◆ **How to complete this task**: Copy out each line below exactly as written.

◆ **Given records**:

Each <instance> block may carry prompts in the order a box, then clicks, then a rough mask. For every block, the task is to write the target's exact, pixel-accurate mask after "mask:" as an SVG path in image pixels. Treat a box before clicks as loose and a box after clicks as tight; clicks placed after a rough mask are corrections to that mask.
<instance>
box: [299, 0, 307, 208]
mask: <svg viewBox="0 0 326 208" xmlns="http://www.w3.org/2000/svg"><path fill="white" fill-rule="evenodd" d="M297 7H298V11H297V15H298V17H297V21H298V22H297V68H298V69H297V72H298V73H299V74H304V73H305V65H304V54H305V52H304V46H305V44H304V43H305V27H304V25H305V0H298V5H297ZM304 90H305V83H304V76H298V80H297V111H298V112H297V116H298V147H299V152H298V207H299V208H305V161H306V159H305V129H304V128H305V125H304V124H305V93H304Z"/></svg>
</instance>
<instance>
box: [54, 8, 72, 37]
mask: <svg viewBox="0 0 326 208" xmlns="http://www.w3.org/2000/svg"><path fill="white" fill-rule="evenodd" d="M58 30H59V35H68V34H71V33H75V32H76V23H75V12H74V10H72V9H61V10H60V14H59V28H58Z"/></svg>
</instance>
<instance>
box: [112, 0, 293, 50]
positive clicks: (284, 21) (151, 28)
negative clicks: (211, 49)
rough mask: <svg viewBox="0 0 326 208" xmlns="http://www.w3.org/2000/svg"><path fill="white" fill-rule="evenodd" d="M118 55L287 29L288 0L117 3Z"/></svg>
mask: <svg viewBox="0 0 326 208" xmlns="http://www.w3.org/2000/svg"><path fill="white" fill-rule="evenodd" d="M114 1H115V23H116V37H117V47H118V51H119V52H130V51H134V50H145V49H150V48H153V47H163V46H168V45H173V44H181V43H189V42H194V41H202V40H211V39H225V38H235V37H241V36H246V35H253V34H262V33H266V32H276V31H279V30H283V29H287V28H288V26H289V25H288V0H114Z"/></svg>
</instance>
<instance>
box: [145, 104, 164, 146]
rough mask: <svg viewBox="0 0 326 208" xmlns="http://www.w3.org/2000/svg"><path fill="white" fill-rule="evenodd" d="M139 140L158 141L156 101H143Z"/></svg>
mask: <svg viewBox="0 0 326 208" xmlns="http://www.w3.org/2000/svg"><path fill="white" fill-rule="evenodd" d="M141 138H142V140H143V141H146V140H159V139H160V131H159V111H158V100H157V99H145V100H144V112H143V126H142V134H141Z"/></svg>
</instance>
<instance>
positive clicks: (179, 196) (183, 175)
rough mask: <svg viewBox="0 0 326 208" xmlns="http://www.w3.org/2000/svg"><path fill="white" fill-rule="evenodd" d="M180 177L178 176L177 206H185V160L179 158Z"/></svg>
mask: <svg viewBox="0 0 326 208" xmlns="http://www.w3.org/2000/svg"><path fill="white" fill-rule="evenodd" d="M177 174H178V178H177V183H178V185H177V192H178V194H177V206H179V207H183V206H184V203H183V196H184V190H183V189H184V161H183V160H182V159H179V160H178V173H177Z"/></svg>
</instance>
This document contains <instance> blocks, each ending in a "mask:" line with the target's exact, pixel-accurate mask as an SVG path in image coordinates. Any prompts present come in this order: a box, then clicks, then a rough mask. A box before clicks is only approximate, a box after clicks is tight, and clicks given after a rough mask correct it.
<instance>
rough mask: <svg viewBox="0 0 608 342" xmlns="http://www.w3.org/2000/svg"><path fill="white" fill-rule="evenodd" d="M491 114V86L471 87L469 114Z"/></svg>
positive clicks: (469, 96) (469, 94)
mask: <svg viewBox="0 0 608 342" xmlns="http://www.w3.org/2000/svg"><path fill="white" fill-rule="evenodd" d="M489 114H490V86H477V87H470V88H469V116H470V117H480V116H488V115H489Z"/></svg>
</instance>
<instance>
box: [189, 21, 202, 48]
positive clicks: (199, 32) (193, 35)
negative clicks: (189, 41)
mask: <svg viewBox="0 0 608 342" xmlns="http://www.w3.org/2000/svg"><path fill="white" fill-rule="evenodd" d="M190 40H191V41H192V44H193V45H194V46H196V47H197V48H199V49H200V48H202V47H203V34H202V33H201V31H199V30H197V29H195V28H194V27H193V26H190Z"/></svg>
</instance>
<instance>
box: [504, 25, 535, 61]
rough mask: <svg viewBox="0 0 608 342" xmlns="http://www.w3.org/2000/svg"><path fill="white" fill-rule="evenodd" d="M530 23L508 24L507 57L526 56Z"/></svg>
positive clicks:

◆ **Exercise response**:
Each <instance> block may carry prompts in the order a box, then clicks, then a rough mask. For every block, the task is to write the target's exact, pixel-accurate mask after "mask:" as an SVG path in image pixels. Treat a box before clicks as loose and a box after clicks as tight; clicks placed after a rough mask are corrections to that mask.
<instance>
box: [299, 0, 307, 208]
mask: <svg viewBox="0 0 326 208" xmlns="http://www.w3.org/2000/svg"><path fill="white" fill-rule="evenodd" d="M297 7H298V11H297V15H298V17H297V21H298V22H297V68H298V69H297V72H298V73H299V74H304V73H305V65H304V54H305V52H304V46H305V44H304V43H305V27H304V25H305V0H298V5H297ZM304 90H305V83H304V76H298V80H297V111H298V112H297V116H298V147H299V152H298V207H299V208H305V161H306V159H305V129H304V128H305V125H304V124H305V93H304Z"/></svg>
</instance>
<instance>
box: [54, 8, 72, 37]
mask: <svg viewBox="0 0 326 208" xmlns="http://www.w3.org/2000/svg"><path fill="white" fill-rule="evenodd" d="M58 30H59V35H68V34H71V33H75V32H76V23H75V12H74V10H72V9H61V10H60V14H59V28H58Z"/></svg>
</instance>
<instance>
box: [112, 0, 293, 50]
positive clicks: (284, 21) (151, 28)
negative clicks: (211, 49)
rough mask: <svg viewBox="0 0 326 208" xmlns="http://www.w3.org/2000/svg"><path fill="white" fill-rule="evenodd" d="M118 55L287 29L288 0L117 3Z"/></svg>
mask: <svg viewBox="0 0 326 208" xmlns="http://www.w3.org/2000/svg"><path fill="white" fill-rule="evenodd" d="M114 1H115V23H116V37H117V47H118V51H119V52H130V51H134V50H145V49H150V48H153V47H163V46H168V45H173V44H181V43H189V42H194V41H202V40H211V39H225V38H235V37H241V36H246V35H253V34H262V33H266V32H276V31H279V30H283V29H287V28H288V26H289V25H288V0H114Z"/></svg>
</instance>
<instance>
box: [145, 104, 164, 146]
rough mask: <svg viewBox="0 0 326 208" xmlns="http://www.w3.org/2000/svg"><path fill="white" fill-rule="evenodd" d="M139 140L158 141L156 101H143Z"/></svg>
mask: <svg viewBox="0 0 326 208" xmlns="http://www.w3.org/2000/svg"><path fill="white" fill-rule="evenodd" d="M141 138H142V140H143V141H146V140H159V139H160V131H159V111H158V100H157V99H145V100H144V112H143V126H142V134H141Z"/></svg>
</instance>
<instance>
positive clicks: (179, 196) (183, 175)
rough mask: <svg viewBox="0 0 326 208" xmlns="http://www.w3.org/2000/svg"><path fill="white" fill-rule="evenodd" d="M180 177L178 176L177 206H185V160L179 158Z"/></svg>
mask: <svg viewBox="0 0 326 208" xmlns="http://www.w3.org/2000/svg"><path fill="white" fill-rule="evenodd" d="M177 174H178V178H177V183H178V185H177V192H178V194H177V206H179V207H183V206H184V203H183V196H184V190H183V189H184V161H183V160H182V159H179V160H178V173H177Z"/></svg>
</instance>
This document contains <instance> blocks, each ending in a "mask:" line with the target's exact, pixel-accurate mask as an SVG path in image coordinates. Any prompts present come in this order: a box, then clicks, then a rough mask. A box before clicks is only approximate, a box after clicks is tight, and clicks given after a rough mask correct it.
<instance>
rough mask: <svg viewBox="0 0 608 342" xmlns="http://www.w3.org/2000/svg"><path fill="white" fill-rule="evenodd" d="M491 114V86L471 87L469 114Z"/></svg>
positive clicks: (469, 96) (469, 94)
mask: <svg viewBox="0 0 608 342" xmlns="http://www.w3.org/2000/svg"><path fill="white" fill-rule="evenodd" d="M489 114H490V86H477V87H470V88H469V116H470V117H480V116H488V115H489Z"/></svg>
</instance>
<instance>
box: [189, 21, 202, 48]
positive clicks: (199, 32) (193, 35)
negative clicks: (189, 41)
mask: <svg viewBox="0 0 608 342" xmlns="http://www.w3.org/2000/svg"><path fill="white" fill-rule="evenodd" d="M190 40H191V41H192V44H193V45H194V46H196V47H197V48H199V49H200V48H202V47H203V34H202V33H201V31H199V30H197V29H195V28H194V27H193V26H190Z"/></svg>
</instance>
<instance>
box: [504, 25, 535, 61]
rough mask: <svg viewBox="0 0 608 342" xmlns="http://www.w3.org/2000/svg"><path fill="white" fill-rule="evenodd" d="M530 23L508 24L507 57L526 56Z"/></svg>
positive clicks:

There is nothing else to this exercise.